● **Stated problem**
Transcribe the records below exactly as they appear, omitting any pictures.

● **The data**
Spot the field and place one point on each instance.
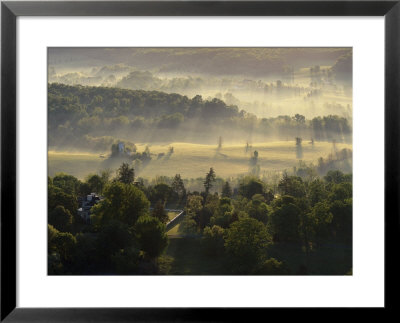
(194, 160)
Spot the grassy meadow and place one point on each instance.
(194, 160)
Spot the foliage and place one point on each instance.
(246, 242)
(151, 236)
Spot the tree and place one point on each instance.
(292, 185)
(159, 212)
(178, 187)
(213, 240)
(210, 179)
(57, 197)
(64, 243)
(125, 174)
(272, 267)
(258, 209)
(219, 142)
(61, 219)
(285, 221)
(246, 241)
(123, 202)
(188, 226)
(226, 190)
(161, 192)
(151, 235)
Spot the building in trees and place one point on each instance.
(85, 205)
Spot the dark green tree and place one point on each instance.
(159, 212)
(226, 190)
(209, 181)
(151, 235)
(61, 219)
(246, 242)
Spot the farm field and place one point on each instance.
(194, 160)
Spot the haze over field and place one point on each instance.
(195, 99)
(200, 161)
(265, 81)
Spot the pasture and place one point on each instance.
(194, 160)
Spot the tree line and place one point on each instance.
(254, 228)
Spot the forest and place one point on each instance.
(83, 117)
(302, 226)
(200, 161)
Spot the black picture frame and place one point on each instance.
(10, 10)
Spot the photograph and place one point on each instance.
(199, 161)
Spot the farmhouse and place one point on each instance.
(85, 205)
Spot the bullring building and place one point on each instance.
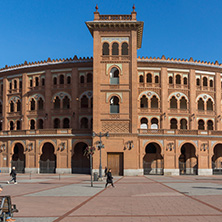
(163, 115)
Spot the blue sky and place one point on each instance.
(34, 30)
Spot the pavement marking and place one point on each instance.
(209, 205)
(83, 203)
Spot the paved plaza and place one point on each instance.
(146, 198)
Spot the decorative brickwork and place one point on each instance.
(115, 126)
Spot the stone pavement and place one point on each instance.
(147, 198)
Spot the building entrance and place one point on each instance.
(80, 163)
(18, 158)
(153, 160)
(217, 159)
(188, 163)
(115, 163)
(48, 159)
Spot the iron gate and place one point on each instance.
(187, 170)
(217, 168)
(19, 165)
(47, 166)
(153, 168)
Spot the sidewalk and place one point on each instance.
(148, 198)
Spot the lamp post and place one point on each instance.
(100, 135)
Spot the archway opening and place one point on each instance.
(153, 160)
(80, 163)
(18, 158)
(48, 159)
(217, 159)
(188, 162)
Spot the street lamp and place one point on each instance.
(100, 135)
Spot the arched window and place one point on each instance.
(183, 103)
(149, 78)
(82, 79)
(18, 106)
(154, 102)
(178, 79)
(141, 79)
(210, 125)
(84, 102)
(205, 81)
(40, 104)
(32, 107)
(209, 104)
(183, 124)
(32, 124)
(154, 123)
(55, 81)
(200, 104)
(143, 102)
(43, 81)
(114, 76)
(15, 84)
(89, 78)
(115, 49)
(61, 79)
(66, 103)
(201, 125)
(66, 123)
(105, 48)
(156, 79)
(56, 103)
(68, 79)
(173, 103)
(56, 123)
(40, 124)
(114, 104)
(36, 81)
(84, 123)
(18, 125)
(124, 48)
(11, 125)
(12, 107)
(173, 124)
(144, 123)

● **Finished task**
Spot the field and place one point on each instance.
(194, 160)
Spot the grassy meadow and place one point on each instance.
(194, 160)
Spot the foliage and place one point on each instance.
(246, 242)
(151, 236)
Spot the tree and place one point on each instance.
(292, 185)
(159, 212)
(178, 187)
(213, 240)
(210, 179)
(57, 197)
(64, 243)
(125, 174)
(272, 267)
(258, 209)
(219, 142)
(61, 219)
(285, 221)
(246, 241)
(123, 202)
(188, 226)
(226, 190)
(161, 192)
(151, 235)
Spot the building in trees and place one point on each instance.
(85, 205)
Spot the dark green tree and place one point on each instance.
(159, 212)
(226, 190)
(209, 181)
(151, 235)
(61, 219)
(246, 242)
Spot the farm field and place one point on each instance.
(194, 160)
Spot the haze over field and place one point on each instance.
(195, 99)
(200, 161)
(265, 81)
Spot the pasture and place one point on each instance.
(194, 160)
Spot the tree line and place one point on each instance.
(254, 228)
Spot the forest and place one point on each instance.
(83, 117)
(302, 226)
(200, 161)
Spot the black picture frame and place one point on each instance.
(10, 10)
Spot the photograph and place one point on each instance.
(199, 161)
Spot the farmhouse and place one point on each instance.
(85, 205)
Spot the bullring building and place one point on each instance.
(163, 115)
Spot the blue sky and place one point on each instance.
(34, 30)
Spot the pavement marking and place one point on each instance.
(209, 205)
(83, 203)
Spot the paved plaza and place one point on each instance.
(146, 198)
Spot the decorative brickwork and place one point on each instance.
(115, 126)
Spot the stone pavement and place one point on each instance.
(147, 198)
Spot the building entrance and place one point on each instance.
(80, 163)
(18, 158)
(153, 160)
(217, 159)
(188, 163)
(115, 163)
(48, 159)
Spot the iron gate and place one point on each instance.
(187, 170)
(217, 168)
(19, 165)
(47, 166)
(153, 168)
Spot the sidewalk and place one point on each instance.
(148, 198)
Spot the lamp post and place one point on each instance.
(100, 135)
Spot the archway opening and place one point on each instance.
(153, 160)
(80, 163)
(18, 158)
(48, 159)
(217, 159)
(188, 162)
Spot the street lamp and place one point on each instance.
(100, 135)
Spot the arched window and place one point on each instance.
(183, 103)
(149, 78)
(82, 79)
(18, 106)
(154, 102)
(178, 79)
(141, 79)
(210, 125)
(84, 102)
(205, 81)
(40, 104)
(32, 107)
(209, 104)
(183, 124)
(32, 124)
(154, 123)
(55, 81)
(200, 104)
(143, 102)
(43, 81)
(114, 76)
(15, 84)
(89, 78)
(115, 49)
(61, 79)
(66, 103)
(201, 125)
(66, 123)
(105, 48)
(156, 79)
(56, 103)
(68, 79)
(173, 103)
(56, 123)
(40, 124)
(114, 104)
(36, 81)
(84, 123)
(18, 125)
(124, 48)
(11, 125)
(12, 107)
(173, 124)
(144, 123)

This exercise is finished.